(Saved entries)
#####
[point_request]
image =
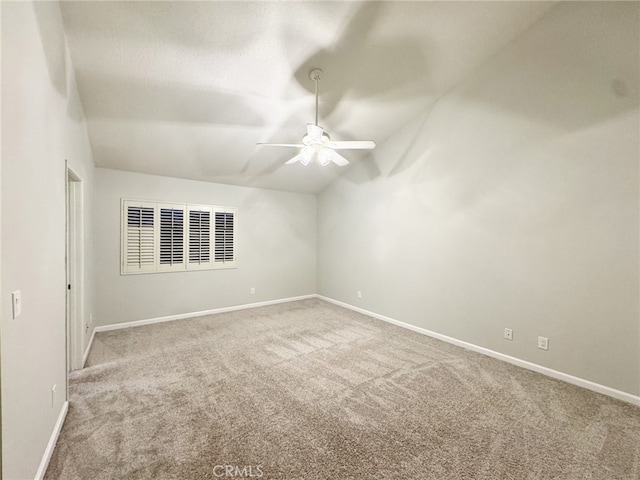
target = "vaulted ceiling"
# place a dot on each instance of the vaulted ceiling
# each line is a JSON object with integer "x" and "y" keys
{"x": 187, "y": 89}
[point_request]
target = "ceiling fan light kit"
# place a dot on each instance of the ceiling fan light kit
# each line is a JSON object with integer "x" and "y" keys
{"x": 317, "y": 145}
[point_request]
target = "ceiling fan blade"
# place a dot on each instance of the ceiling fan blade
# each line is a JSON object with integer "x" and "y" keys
{"x": 339, "y": 159}
{"x": 327, "y": 155}
{"x": 295, "y": 159}
{"x": 294, "y": 145}
{"x": 315, "y": 132}
{"x": 353, "y": 145}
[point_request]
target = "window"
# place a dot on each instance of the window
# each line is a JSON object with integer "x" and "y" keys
{"x": 162, "y": 237}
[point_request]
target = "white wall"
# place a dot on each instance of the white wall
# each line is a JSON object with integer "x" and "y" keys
{"x": 276, "y": 249}
{"x": 42, "y": 126}
{"x": 513, "y": 202}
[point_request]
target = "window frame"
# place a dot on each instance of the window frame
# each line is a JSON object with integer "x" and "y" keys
{"x": 206, "y": 253}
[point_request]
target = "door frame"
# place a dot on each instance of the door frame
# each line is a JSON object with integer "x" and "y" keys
{"x": 74, "y": 270}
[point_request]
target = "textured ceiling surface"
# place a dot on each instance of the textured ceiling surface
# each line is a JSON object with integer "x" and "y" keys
{"x": 187, "y": 89}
#####
Among the lines of the data, some may include "light" as a word or string; report how many, and nothing else.

- **Result of the exercise**:
2